» **What to do**:
**A.** In the interview excerpt, please reproduce the passage between "So, one other" and "Were you scared?", inclusive, swapping "high school" for "middle school".
**B.** According to the interview excerpt, what legislation gave the speaker a path to citizenship?
**C.** Extend the interview excerpt about growing up undocumented, picking up right after its final sentence.

How I came to this work was twofold. One is, I’m a lawyer by trade. For a number of years, I was in-house counsel for an American company, working actually in Shanghai. Then I actually had a stint in the Obama administration as well.

At the end of the Obama administration, as all of us would remember, when then candidate Trump announced his candidacy for the president, the first speech he gave was about how he wanted to get rid of, “Illegal aliens that were gangsters, rapists and drains on our society.”

So, one other aspect of my history is that I was actually an undocumented immigrant. I got my path to citizenship when I was actually still in high school, through the Immigration Reform and Control Act of 1986, that was signed by Ronald Reagan, that was bipartisan legislation. Since then, I have always felt that I have been not a drain on society, but someone that actually contributed to our democracy.

When I heard those words, I actually did take it pretty personally. So, when I had this opportunity to take on this job working for our community, demonstrating how all of us are better because we are here in the United States, personally appealed to why I should be in this fight at this moment.

Alex Lovit: So, you were a kid when you were undocumented in the U.S. Were you conscious of it? Were you scared?

John C. Yang: I’ll admit, and this is probably something that’s very true for a lot of undocumented families, they shielded their kids from it. So, I actually did not know until we had that path to citizenship. I laugh about it now, especially given the work that I do now, but I guess I was somewhat politically ignorant.

And it’s interesting because even when I applied to college, I was actually undocumented, and all I was told by my parents is, “You should not apply for certain loans. There are certain things that you are not eligible for.” But frankly, I didn’t question it at that time, and it’s only later in life, when we had that path to citizenship, that it became revealed to me that that was our status.

[Rows of box annotation data]

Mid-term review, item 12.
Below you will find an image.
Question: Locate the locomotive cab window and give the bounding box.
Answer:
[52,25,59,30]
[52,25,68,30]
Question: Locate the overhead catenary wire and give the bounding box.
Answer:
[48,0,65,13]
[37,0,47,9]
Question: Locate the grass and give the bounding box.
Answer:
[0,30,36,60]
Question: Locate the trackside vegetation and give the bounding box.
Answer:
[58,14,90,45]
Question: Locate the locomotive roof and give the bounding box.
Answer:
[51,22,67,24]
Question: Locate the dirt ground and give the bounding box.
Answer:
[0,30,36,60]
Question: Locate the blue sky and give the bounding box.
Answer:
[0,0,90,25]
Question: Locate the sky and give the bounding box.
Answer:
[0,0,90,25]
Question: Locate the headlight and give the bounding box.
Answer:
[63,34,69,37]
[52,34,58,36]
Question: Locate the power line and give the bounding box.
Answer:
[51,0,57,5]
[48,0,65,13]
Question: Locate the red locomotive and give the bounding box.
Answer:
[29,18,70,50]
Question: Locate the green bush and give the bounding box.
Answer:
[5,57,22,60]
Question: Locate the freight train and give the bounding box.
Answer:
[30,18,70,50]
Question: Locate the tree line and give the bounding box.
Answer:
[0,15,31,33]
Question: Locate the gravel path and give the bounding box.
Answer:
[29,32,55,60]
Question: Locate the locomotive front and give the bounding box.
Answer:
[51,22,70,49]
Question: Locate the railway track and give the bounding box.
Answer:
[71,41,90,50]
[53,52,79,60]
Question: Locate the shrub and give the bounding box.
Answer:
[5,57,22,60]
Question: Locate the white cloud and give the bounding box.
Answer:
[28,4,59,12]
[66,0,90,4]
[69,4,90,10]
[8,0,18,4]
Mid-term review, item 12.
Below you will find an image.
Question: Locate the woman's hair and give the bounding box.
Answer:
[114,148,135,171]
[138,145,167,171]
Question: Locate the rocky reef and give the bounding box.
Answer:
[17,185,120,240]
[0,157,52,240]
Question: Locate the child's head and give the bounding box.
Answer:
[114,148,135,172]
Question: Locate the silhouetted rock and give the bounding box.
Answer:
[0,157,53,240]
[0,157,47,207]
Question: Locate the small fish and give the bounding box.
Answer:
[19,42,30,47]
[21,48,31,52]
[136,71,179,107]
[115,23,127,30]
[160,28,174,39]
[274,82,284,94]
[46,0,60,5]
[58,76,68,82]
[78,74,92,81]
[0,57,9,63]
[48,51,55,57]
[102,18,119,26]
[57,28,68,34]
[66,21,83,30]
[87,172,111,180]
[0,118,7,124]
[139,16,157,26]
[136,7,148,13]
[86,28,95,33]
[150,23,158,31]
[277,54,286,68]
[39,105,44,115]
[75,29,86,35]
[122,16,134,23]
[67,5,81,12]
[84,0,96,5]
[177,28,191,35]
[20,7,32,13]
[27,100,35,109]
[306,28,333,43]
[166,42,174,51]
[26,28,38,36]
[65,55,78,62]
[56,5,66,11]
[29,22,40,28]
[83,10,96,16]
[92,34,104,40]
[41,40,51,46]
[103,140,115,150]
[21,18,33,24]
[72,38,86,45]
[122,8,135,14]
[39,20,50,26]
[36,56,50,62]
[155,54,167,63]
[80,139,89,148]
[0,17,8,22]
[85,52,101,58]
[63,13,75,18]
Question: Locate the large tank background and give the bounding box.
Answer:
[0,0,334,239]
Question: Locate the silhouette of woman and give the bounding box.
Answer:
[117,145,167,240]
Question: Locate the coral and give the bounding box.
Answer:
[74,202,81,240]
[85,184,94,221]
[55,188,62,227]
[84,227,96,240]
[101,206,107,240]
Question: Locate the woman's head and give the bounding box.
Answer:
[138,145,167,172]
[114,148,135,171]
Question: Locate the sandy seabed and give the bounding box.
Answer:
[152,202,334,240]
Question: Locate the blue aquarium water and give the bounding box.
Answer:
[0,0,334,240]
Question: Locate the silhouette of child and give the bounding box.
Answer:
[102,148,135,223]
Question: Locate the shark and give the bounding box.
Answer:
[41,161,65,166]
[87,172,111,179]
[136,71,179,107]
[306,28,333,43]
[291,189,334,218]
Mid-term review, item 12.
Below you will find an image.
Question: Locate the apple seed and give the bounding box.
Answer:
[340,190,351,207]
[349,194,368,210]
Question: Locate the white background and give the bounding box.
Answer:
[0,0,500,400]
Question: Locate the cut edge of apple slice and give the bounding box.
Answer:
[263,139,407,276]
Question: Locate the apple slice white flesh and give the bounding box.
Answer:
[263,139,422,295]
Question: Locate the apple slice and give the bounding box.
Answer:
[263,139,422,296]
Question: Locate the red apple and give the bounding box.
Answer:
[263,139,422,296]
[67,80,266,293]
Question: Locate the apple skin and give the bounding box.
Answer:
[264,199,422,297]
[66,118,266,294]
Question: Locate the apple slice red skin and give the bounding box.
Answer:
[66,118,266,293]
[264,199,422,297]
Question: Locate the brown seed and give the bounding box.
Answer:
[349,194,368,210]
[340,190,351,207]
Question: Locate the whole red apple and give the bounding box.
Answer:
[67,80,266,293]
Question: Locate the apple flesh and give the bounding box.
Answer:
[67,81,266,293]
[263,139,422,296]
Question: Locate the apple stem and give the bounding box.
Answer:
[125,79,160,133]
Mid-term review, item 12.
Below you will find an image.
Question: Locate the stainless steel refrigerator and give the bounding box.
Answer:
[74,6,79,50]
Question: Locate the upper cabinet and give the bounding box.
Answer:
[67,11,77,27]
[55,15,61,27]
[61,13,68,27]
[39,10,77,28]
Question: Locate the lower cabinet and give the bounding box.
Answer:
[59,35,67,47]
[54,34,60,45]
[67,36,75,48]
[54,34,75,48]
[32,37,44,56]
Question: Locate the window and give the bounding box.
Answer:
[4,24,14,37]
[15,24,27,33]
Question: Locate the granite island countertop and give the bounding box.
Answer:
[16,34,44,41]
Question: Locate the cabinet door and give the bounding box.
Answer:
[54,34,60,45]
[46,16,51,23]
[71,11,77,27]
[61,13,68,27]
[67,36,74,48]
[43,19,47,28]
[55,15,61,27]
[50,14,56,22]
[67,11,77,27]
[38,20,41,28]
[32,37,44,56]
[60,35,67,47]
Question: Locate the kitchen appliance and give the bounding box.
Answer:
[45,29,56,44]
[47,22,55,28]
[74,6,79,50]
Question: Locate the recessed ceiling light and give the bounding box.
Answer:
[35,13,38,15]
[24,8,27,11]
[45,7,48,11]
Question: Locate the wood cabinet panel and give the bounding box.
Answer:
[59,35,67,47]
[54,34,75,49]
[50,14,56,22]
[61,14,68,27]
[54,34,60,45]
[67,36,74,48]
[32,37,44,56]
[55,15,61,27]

» **Replies**:
**A.**
So, one other aspect of my history is that I was actually an undocumented immigrant. I got my path to citizenship when I was actually still in middle school, through the Immigration Reform and Control Act of 1986, that was signed by Ronald Reagan, that was bipartisan legislation. Since then, I have always felt that I have been not a drain on society, but someone that actually contributed to our democracy.

When I heard those words, I actually did take it pretty personally. So, when I had this opportunity to take on this job working for our community, demonstrating how all of us are better because we are here in the United States, personally appealed to why I should be in this fight at this moment.

Alex Lovit: So, you were a kid when you were undocumented in the U.S. Were you conscious of it? Were you scared?

**B.** The Immigration Reform and Control Act of 1986.

**C.**
Alex Lovit: I think we’re in a moment when there’s a lot of debate in our politics right now about who gets included in American identity, who has access to citizenship, and of course that’s sort of always been true. There’s a long history of various groups trying to fight to be included. There’s an Asian American version of that history, fighting against some pretty severe prejudice at various points in history. And then there’s various other versions of that story by other minority groups, religious minorities, LGBTQ+ people, et cetera. And so my question is, when you think about all that history, how do you think about the Asian American version of that story as a part of that broader story?

John C. Yang: How do we define who is an American? That’s both always been the beauty of America, but it’s also been the struggle of America. I absolutely think that that is what we’re living through right now. There are those that are trying to define America in a way that literally would make the Asian American community invisible.

Currently, with some of this administration’s policies, they’re trying to return to an early 1950s version of America. And if you are looking at an early 1950s version of America, the Asian American population was less than half a percent in the United States. There were laws that prohibited us from immigrating to the United States. It wasn’t until the Immigration Nationality Act of 1965 was passed that we saw Asian Americans coming to the United States in large quantities.

But you are right that history also includes the Chinese Exclusion Act and Japanese American incarceration during World War II. It’s a difficult history, but I actually also think about how much progress we continue to make even, though that progress can be uneven. Part of it is making sure that we all recognize that we’re all part of that same ecosystem, and then for us as Asian Americans think about what we can do to contribute to that progress.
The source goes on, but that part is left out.